***** SOURCE EXTRACT *****
How do you realise and appreciate the hard work your parents did to provide for you?


From a parenting and pastoral counseling perspective, I’ve learned that we don’t usually realize or appreciate our parents’ hard work all at once. My own children rarely appreciated what their mother and I accomplished for them until they were well into their late 20’s. For most of us, and I am speaking of myself here, that appreciation grows with time, maturity, and responsibility. Scripture frames this clearly: honoring our father and mother is not merely an emotional posture but an active, lifelong calling with real consequences and blessings attached (Exod 20:12; Eph 6:1–3; Deut 5:16). Honor, in the biblical sense, means recognizing the weight, value, and cost. It means acknowledging that who we are did not emerge in a vacuum but was shaped by years of unseen sacrifice. 

I’ve found that appreciation deepens when we begin to understand what our parents carried. As we step into adulthood and face bills, stress, exhaustion, and responsibility ourselves, we start to see the quiet decisions they made, working jobs they may not have loved, stretching limited resources, setting aside their own desires, and showing up day after day anyway. Scripture invites us not to discard their wisdom once we’re independent, but to bind their instruction to our hearts so that it continues to guide us, protect us, and speak to us throughout life (Prov 6:20–22). Their labor was not only about provision; it was about formation. 

The Bible repeatedly teaches that parental instruction is meant to shape character, not just behavior. A father’s instruction and a mother’s law are described as a graceful ornament and a protective chain, something that distinguishes us and guards us, not something that confines us (Prov 1:8–9). When we begin to live out those values, integrity, diligence, faithfulness, and perseverance, we are honoring the work they poured into us. In that sense, gratitude becomes embodied rather than merely spoken.
***** RECORDED DATA *****
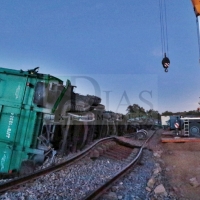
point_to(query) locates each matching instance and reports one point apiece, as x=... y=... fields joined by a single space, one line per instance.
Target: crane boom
*****
* **SET EXERCISE 1**
Write out the passage on appreciating parents' hard work from "From a parenting" up to and including "of unseen sacrifice.".
* **SET EXERCISE 2**
Pick up the passage on appreciating parents' hard work after its final sentence and keep writing it.

* **TASK RESULT 1**
From a parenting and pastoral counseling perspective, I’ve learned that we don’t usually realize or appreciate our parents’ hard work all at once. My own children rarely appreciated what their mother and I accomplished for them until they were well into their late 20’s. For most of us, and I am speaking of myself here, that appreciation grows with time, maturity, and responsibility. Scripture frames this clearly: honoring our father and mother is not merely an emotional posture but an active, lifelong calling with real consequences and blessings attached (Exod 20:12; Eph 6:1–3; Deut 5:16). Honor, in the biblical sense, means recognizing the weight, value, and cost. It means acknowledging that who we are did not emerge in a vacuum but was shaped by years of unseen sacrifice.

* **TASK RESULT 2**
Scripture also reminds us that appreciation does not expire when parents age or can no longer provide for their children. We are commanded not to despise our parents when they are old, but to listen, care, and show reverence even when the roles begin to reverse (Prov 23:22; Lev 19:3). Paul echoes this by teaching that caring for one’s parents is an act of godliness and something pleasing to God (1 Tim 5:4). Honoring them later in life is not repayment born of guilt; it is the natural continuation of a relationship built on love and sacrifice. 

Throughout Scripture, we see this lived out in real lives. Joseph honored his father by providing for him and his entire household during the famine, using the position God gave him to protect the one who once protected him (Gen 47:11–12). Ruth’s devotion to her mother-in-law was publicly recognized as costly, faithful love, and God honored that sacrifice (Ruth 2:11–12). These examples remind us that honoring parents often involves tangible action, not just internal appreciation. 

I’ve also learned that gratitude grows when we speak it. Saying out loud what we noticed, asking our parents about their struggles, listening to their stories, and acknowledging what they gave, even imperfectly, brings clarity and healing. Scripture warns strongly against contempt, mockery, or neglect toward parents (Prov 20:20; Prov 30:17), not because God is harsh, but because contempt corrodes the soul. By contrast, a wise son or daughter brings joy to their parents by living wisely and receiving instruction with humility (Prov 15:20; Prov 13:1).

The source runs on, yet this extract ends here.